Records excerpted from a collection:
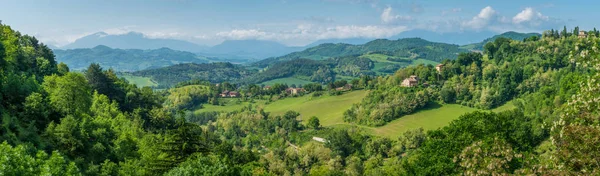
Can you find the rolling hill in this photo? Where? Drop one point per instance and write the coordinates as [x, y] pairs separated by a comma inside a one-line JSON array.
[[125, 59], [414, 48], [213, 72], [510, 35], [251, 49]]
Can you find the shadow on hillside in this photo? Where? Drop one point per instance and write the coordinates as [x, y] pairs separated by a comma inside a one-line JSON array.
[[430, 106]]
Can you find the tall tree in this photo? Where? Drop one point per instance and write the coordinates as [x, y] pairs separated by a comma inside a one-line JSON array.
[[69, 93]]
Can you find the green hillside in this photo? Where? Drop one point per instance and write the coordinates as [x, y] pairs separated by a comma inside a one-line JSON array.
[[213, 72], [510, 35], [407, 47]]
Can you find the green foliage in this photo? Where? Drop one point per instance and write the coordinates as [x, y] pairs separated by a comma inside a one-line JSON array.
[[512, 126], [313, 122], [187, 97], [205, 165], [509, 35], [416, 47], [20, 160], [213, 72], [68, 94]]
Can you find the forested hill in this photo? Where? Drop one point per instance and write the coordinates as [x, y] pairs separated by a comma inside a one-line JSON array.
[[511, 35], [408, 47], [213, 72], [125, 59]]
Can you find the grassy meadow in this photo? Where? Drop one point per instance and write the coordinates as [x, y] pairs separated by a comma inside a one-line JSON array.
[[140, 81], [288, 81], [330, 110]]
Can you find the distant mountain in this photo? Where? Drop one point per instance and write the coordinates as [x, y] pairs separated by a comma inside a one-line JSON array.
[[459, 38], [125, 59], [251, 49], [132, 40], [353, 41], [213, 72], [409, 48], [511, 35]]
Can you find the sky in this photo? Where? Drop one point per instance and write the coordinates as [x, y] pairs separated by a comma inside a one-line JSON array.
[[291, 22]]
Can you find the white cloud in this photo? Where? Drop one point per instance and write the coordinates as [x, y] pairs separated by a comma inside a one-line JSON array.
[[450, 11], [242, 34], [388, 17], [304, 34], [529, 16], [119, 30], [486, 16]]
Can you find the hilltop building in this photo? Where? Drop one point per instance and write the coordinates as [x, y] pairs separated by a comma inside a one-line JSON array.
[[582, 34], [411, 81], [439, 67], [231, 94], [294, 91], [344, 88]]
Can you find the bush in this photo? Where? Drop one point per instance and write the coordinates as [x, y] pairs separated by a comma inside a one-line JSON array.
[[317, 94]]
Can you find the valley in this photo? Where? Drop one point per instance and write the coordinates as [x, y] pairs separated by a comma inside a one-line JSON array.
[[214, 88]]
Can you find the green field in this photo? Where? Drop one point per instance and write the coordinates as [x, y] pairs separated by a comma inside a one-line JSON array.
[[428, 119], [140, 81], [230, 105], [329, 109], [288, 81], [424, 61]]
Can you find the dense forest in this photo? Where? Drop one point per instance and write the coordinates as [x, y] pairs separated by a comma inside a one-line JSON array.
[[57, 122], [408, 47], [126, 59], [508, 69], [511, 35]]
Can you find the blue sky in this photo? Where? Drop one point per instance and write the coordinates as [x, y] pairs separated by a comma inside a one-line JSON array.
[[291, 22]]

* * *

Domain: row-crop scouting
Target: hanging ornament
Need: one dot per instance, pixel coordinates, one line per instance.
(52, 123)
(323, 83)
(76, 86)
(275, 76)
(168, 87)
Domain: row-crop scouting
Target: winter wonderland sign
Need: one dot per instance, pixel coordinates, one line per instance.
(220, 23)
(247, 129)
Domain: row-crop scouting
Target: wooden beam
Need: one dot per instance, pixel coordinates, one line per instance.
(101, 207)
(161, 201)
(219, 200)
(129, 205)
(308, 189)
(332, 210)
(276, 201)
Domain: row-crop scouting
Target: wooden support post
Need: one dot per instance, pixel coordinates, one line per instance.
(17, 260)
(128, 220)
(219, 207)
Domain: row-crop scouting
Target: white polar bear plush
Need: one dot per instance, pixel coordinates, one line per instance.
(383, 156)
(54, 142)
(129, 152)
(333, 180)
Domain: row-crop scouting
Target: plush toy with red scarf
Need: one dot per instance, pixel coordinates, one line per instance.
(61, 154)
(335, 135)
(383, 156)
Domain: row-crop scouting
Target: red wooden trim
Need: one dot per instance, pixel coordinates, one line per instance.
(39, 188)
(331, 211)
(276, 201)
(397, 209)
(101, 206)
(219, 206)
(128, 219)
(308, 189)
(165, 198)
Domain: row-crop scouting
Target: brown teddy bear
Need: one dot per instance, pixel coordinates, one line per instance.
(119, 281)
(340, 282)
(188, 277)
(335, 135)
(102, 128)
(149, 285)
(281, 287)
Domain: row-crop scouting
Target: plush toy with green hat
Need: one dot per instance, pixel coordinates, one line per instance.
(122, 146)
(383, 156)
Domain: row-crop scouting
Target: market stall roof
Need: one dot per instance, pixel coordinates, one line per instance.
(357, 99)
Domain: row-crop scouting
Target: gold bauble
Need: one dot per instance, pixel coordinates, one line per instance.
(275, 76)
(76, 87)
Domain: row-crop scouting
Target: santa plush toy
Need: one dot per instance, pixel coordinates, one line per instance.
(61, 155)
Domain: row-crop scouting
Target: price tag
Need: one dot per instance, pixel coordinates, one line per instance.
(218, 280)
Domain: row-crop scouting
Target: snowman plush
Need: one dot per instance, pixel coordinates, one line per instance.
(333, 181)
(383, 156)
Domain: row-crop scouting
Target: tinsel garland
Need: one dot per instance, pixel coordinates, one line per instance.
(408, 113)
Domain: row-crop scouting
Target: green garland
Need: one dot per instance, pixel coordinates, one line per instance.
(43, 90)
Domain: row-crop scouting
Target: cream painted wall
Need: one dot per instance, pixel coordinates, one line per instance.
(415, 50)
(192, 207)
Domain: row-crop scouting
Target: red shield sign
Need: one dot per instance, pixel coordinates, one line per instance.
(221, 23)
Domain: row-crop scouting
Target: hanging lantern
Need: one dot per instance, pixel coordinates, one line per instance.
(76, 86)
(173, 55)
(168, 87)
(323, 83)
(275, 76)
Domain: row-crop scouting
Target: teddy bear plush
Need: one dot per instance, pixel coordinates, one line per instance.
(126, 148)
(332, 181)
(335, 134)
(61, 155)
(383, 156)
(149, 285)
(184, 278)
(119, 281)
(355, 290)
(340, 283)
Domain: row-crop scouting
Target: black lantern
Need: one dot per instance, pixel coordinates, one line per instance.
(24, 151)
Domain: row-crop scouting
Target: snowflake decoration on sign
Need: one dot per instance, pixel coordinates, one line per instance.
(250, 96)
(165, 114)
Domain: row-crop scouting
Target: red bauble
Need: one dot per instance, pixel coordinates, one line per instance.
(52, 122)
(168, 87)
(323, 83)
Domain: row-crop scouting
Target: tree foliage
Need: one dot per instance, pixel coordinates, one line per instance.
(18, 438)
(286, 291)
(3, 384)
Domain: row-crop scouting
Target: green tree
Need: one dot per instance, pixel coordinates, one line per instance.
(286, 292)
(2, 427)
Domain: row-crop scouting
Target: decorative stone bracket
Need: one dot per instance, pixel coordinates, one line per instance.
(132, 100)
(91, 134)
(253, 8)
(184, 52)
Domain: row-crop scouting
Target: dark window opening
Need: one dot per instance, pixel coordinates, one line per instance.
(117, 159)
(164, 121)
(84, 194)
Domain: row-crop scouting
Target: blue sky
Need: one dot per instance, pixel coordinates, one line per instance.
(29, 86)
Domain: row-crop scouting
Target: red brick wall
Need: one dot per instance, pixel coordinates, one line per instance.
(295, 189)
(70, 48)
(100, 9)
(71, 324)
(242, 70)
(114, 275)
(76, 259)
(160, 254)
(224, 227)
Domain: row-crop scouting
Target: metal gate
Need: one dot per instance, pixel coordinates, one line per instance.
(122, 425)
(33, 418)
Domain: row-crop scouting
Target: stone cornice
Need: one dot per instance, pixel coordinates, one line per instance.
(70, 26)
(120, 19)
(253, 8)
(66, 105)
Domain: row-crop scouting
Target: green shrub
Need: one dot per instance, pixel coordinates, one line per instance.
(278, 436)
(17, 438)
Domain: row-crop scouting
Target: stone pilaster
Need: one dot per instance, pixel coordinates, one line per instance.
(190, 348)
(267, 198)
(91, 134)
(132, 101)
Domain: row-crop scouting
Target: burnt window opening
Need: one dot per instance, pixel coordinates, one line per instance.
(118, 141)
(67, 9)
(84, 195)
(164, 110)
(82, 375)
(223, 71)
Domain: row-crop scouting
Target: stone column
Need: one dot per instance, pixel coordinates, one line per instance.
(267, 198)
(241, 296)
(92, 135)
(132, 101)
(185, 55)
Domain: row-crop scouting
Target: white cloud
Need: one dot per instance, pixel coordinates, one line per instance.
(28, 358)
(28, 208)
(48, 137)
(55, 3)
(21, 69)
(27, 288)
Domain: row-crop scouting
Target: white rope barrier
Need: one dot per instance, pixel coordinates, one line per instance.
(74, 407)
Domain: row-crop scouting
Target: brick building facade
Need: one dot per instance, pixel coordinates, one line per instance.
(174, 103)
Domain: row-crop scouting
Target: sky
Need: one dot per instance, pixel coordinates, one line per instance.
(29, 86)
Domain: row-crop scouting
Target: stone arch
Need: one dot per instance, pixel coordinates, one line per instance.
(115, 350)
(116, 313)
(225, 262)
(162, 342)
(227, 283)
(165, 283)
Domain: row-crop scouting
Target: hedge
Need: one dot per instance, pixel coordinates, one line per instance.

Problem description
For the string "window", filter the data and copy out each line where it occurs.

Exercise output
Target: dark window opening
Target: burnt window opening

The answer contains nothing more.